RNA-binding proteins (RBPs) are critical effectors of gene expression, and as such their malfunction underlies the origin of many diseases. RBPs can recognize hundreds of transcripts and form extensive regulatory networks that help to maintain cell homeostasis.
System-wide unbiased identification of RBPs (Castello et al., 2012) has increased the number of recognized RBPs into the four-digit range and revealed new paradigms: from the prevalence of structurally disordered RNA-binding regions with roles in the formation of membraneless organelles (Castello et al., 2016) to unsuspected and potentially pervasive connections between intermediary metabolism and RNA regulation (Beckmann et al., 2015).
In addition, Hentze and his team are gaining an increasingly detailed understanding of molecular mechanisms of RBP function, including riboregulation, the direct control of protein function by RNA (Horos et al., 2019).

[Work task 1] Retype the passage on RNA-binding proteins from "System-wide unbiased identification" to "et al., 2019).".
[Work task 2] List every work cited in the passage on RNA-binding proteins, giving each as it appears in parentheses.
[Work task 3]
Answer these about the passage on RNA-binding proteins:
(a) How many transcripts can RBPs recognize?
(b) Into what range has the number of recognized RBPs increased?
(c) How is riboregulation defined?
The rows below come from a separate source.

Data for pointing at things described in words:
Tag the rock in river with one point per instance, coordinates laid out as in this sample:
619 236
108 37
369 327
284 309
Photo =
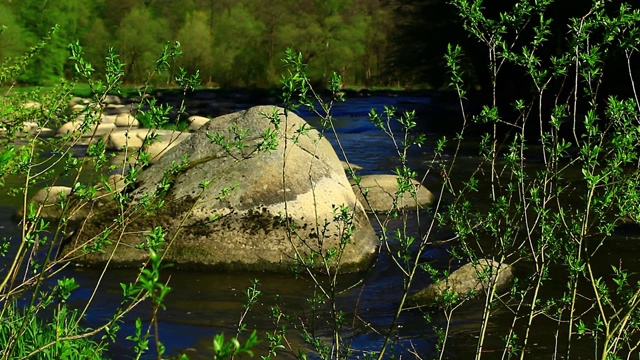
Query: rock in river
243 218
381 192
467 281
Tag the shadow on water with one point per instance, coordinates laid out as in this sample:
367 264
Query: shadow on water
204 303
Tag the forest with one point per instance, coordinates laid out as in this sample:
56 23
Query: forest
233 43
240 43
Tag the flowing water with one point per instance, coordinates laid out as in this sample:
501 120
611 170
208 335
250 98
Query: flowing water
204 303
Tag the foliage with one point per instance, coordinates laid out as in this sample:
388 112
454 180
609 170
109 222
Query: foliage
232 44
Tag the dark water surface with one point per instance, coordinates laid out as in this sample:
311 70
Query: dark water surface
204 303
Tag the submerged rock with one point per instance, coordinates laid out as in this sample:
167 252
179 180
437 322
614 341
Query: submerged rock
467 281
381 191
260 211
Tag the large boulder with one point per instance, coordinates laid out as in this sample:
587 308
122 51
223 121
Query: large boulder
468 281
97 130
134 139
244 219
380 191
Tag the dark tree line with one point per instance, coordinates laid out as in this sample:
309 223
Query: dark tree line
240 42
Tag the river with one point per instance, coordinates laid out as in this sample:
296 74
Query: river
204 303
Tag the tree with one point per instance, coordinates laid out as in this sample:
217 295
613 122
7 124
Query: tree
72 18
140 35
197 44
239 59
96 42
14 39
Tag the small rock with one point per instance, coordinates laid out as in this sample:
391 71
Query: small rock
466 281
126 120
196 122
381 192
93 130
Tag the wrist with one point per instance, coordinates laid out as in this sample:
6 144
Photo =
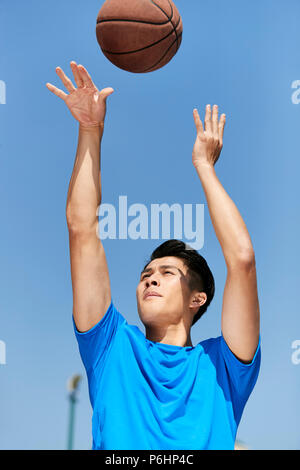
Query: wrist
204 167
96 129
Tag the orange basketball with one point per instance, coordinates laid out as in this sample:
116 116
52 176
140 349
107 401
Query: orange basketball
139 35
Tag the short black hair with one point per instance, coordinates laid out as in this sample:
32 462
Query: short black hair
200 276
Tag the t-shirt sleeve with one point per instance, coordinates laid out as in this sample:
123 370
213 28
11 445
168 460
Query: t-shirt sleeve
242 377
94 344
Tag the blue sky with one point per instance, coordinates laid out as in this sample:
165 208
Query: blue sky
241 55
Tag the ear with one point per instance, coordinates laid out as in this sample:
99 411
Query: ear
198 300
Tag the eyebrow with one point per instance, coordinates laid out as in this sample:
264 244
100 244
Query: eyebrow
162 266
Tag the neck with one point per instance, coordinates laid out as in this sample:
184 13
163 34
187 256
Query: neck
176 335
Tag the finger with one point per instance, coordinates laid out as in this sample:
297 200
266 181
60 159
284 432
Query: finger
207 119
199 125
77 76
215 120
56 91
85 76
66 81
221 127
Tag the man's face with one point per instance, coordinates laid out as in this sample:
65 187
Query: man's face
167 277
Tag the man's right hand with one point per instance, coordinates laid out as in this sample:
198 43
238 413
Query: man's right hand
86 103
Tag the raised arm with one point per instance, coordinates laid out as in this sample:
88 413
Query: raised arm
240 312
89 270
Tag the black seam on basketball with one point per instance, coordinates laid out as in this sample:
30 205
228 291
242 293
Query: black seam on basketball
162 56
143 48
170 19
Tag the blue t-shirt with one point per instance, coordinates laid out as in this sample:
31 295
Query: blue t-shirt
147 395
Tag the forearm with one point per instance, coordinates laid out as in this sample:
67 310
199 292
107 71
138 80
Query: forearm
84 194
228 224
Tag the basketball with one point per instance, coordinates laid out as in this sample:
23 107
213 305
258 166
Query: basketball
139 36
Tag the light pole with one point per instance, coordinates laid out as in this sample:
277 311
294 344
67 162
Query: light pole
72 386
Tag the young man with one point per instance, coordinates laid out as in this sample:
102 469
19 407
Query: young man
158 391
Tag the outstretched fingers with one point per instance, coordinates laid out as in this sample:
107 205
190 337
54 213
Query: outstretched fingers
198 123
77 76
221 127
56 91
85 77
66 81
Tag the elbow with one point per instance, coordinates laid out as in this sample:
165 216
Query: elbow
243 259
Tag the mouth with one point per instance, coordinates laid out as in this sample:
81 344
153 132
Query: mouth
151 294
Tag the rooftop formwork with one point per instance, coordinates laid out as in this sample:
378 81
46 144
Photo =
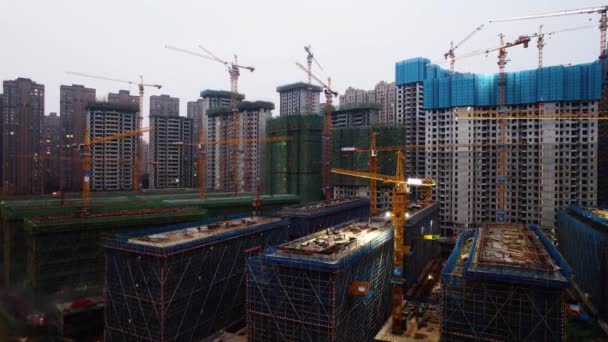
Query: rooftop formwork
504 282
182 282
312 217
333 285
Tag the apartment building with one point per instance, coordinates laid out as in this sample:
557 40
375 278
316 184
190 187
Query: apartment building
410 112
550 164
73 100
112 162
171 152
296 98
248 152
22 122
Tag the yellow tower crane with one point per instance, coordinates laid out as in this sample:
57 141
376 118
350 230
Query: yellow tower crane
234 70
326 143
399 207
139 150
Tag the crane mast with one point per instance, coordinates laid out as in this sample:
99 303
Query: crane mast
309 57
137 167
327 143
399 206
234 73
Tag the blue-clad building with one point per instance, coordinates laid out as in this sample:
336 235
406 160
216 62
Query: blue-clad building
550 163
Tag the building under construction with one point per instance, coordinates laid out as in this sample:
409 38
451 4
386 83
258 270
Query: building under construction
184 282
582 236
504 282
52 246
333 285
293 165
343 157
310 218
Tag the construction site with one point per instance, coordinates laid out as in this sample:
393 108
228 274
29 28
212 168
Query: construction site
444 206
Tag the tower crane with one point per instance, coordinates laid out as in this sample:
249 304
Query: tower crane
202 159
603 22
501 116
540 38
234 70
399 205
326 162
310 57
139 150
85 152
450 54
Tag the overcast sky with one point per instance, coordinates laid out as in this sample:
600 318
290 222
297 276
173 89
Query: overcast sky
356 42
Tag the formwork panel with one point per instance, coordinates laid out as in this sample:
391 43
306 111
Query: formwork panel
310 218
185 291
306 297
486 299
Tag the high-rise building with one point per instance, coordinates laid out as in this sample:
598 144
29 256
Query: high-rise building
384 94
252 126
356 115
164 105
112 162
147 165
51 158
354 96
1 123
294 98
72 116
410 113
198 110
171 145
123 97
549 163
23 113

--

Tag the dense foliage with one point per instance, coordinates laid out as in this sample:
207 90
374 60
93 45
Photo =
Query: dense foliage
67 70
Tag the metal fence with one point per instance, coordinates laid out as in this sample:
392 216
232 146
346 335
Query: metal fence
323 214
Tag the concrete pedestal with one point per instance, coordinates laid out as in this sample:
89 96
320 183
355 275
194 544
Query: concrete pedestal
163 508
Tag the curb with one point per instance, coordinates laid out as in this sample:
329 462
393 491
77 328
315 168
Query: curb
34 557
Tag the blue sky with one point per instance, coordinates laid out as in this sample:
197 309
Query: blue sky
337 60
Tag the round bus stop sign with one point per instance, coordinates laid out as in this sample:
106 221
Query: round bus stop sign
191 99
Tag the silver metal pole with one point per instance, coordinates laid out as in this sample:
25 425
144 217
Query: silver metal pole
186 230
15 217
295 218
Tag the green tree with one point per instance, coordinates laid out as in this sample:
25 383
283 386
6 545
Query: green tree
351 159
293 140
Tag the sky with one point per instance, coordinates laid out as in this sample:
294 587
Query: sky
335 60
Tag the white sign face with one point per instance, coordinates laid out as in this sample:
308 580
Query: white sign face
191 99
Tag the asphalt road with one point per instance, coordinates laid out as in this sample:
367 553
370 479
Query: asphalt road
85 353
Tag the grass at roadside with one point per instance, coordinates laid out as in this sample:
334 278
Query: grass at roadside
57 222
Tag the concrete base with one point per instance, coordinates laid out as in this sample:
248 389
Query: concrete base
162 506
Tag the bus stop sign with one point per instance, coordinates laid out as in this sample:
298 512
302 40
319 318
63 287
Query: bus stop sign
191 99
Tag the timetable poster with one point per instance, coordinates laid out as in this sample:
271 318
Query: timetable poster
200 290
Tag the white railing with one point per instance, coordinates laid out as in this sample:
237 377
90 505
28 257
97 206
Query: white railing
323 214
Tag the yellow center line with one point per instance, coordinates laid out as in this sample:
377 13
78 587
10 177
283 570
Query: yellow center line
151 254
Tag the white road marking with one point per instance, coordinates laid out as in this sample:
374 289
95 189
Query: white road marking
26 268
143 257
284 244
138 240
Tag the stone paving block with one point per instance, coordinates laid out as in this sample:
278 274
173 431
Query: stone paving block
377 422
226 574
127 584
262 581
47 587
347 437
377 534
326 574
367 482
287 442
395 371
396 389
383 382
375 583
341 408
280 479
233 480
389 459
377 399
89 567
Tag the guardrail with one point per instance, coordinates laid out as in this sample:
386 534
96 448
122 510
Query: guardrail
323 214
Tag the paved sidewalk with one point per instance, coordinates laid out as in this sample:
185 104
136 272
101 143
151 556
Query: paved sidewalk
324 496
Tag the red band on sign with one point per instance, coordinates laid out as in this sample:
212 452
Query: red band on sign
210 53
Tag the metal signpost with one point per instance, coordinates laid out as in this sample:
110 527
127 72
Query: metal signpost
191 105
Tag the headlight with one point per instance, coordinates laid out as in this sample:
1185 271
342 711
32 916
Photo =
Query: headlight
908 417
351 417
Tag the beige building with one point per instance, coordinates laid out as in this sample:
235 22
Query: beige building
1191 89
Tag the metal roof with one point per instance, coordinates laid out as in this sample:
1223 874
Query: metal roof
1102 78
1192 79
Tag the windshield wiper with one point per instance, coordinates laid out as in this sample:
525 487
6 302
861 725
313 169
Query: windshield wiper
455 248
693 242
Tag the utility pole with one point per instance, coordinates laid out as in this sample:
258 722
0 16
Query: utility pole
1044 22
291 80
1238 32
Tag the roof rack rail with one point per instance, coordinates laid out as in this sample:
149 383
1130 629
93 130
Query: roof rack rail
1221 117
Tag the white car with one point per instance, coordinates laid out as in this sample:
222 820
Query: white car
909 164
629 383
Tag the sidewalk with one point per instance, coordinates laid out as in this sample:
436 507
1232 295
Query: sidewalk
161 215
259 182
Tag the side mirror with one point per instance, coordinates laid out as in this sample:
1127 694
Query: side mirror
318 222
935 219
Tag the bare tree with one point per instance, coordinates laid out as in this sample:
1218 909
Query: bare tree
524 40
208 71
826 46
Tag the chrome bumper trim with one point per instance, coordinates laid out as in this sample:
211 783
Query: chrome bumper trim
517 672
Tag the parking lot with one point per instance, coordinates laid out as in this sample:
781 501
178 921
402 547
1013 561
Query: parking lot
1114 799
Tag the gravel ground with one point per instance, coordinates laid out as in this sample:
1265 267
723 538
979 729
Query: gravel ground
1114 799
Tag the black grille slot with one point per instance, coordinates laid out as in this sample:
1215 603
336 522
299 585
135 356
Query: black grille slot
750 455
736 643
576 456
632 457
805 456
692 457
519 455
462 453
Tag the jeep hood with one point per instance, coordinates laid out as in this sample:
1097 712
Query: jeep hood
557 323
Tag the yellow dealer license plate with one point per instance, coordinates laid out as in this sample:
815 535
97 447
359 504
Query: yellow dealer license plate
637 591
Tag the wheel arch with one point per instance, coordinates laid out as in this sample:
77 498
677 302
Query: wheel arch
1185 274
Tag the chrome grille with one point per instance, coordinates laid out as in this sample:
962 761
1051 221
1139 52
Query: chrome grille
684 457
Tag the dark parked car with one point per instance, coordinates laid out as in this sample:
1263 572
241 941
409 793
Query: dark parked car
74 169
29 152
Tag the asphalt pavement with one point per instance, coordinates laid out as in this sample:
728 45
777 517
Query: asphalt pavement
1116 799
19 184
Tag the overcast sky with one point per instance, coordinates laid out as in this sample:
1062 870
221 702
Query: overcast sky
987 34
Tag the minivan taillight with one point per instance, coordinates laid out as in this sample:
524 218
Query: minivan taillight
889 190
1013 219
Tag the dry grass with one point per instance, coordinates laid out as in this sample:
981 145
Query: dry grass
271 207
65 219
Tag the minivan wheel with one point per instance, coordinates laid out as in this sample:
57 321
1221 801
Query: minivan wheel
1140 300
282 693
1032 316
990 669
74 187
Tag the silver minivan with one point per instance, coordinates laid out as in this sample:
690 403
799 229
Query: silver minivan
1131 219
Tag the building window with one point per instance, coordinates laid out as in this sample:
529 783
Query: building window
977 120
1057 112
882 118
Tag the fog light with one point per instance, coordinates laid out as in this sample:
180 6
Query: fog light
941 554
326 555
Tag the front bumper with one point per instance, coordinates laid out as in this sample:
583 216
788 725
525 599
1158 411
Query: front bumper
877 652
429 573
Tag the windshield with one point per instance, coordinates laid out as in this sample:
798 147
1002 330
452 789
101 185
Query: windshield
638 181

[Exercise output 1]
System-wide unbiased identification of RBPs (Castello et al., 2012) has increased the number of recognized RBPs into the four-digit range and revealed new paradigms: from the prevalence of structurally disordered RNA-binding regions with roles in the formation of membraneless organelles (Castello et al., 2016) to unsuspected and potentially pervasive connections between intermediary metabolism and RNA regulation (Beckmann et al., 2015).
In addition, Hentze and his team are gaining an increasingly detailed understanding of molecular mechanisms of RBP function, including riboregulation, the direct control of protein function by RNA (Horos et al., 2019).

[Exercise output 2]
Castello et al., 2012
Castello et al., 2016
Beckmann et al., 2015
Horos et al., 2019

[Exercise output 3]
(a) Hundreds of transcripts.
(b) The four-digit range.
(c) The direct control of protein function by RNA.